Carry on the article about wheat sowing and climate change in Australia, picking up after its last sentence.

--- Page text ---

James Hunt, La Trobe University

Climate change has already reduced yields for Australian wheat growers, thanks to increasingly unreliable rains and hostile temperatures. But our new research offers farmers a way to adapt.

By sowing much earlier than they currently do, wheat growers can potentially increase yields again. However, our study published today in Nature Climate Change shows that to do this they need new varieties that allow them more leeway to vary their sowing dates in the face of increasingly erratic rainfall.




Read more:
Changing climate has stalled Australian wheat yields: study


Sowing wheat is a matter of delicate timing. Seeds of current varieties need to be planted at just such a time so that, months later, the plants flower during a window of just 1-2 weeks, known as the optimal flowering period.

In Australia’s wheat belt this window is generally in early spring. At this time the soil is moist after the cool, wet winter; days are getting longer and sunnier; maximum temperatures are still relatively low; and frosts are less frequent. If crops flower outside the optimal window, yields decline sharply.

Crops and colonies

When Europeans first started trying to grow wheat in Australia, they used varieties that were suited to the cool, wet climate of northern Europe, where the optimal flowering period is in summer. These varieties were much too slow to flower in Australian conditions, and yields were very low. Wheat breeder William Farrer used faster-developing wheats from India to create the Federation variety, which revolutionised wheat production in Australia, earning Farrer the ultimate honour of having a pub named after him.

Federation wheat is a “spring wheat”, moving rapidly through its life cycle regardless of when it is planted. If you sow it earlier, it flowers earlier. For more than a century Australian wheat breeders have bred spring wheats, allowing growers to adjust their sowing time to get their crops to flower during the optimal period. Anzac Day has traditionally been the start of sowing season, after autumn rains have wet the soil enough for seeds to germinate.

Here is where climate change is causing a problem. If farmers sow later than mid-May, the wheat is likely to miss its spring flowering window. But southern Australia has experienced declining April and May rainfall, making it harder for growers to sow and establish crops at the right time. This in turn means crops flower too late the following spring, meaning yields are reduced by drought and heat.

Growers could start sowing earlier, and use stored soil water from summer rain (which hasn’t declined and has even increased at some locations), but current spring wheat varieties would flower too early to yield well. For farmers to sow earlier, they need a different sort of wheat in which development is slowed down by an environmental cue. One such environmental cue is called vernalisation. Plants that are sensitive to vernalisation will not flower until they have experienced a period of cold temperatures. These strains are thus called “winter wheats”.

Ironically enough, the wheat varieties that Europeans first brought to Australia were winter wheats, but they were further slowed by sensitivity to day length which made them too slow to reach the earlier flowering times needed in the hotter, drier colony.

But this problem can be sidestepped by using a “fast winter wheat”, which is sensitive to vernalisation but not to day length. Our previous research showed that this type of wheat was very suited to Australian conditions – it can be sown early but still flower at the right time. In fact, the vernalisation requirement means that this wheat can be sown over a much broader range of dates and experience fluctuating temperatures, and still flower at the right time.

--- Given material ---

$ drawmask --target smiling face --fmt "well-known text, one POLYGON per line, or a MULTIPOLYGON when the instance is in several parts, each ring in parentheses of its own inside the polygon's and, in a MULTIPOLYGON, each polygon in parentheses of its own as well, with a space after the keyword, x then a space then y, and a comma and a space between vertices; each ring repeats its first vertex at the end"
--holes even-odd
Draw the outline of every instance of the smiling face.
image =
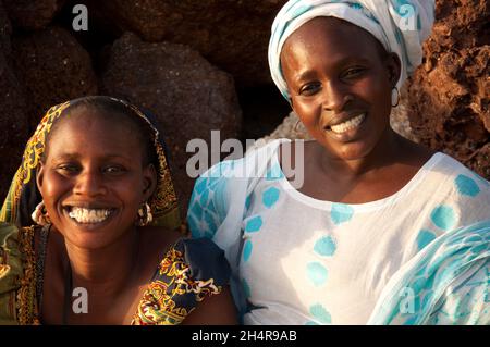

---

Exercise answer
Yielding results

In our new research, we developed different lines of wheat that varied in their response to vernalisation and day length, and grew them across the wheat belt to compare which ones would yield best at earlier sowing times.

We found that a fast winter wheat performed best over most of the wheatbelt, and on average yielded 10% more than spring wheat when they flower at the same time.

We then used computer simulations to investigate how these crops would perform at the scale of an entire farm. Our results showed that if Australian growers had access to adapted winter varieties in addition to spring varieties, they could start sowing earlier in seasons where there was an opportunity. If the rains come early, farmers can use the winter wheat; if they come late they can switch to the spring wheat, which yields better than winter wheat at late sowing times.

This would mean that more area of crop would be planted on time, and yields would increase as a result. If realised, this could increase national wheat production by about 20%, or roughly 7.1 million tonnes.




Read more:
Australia’s farming future: can our wheat keep feeding the world?


The main hurdle is that growers do not currently have access to suitable winter wheats. Breeding companies have started work on them, but it will be several years before suitably high-quality varieties become available.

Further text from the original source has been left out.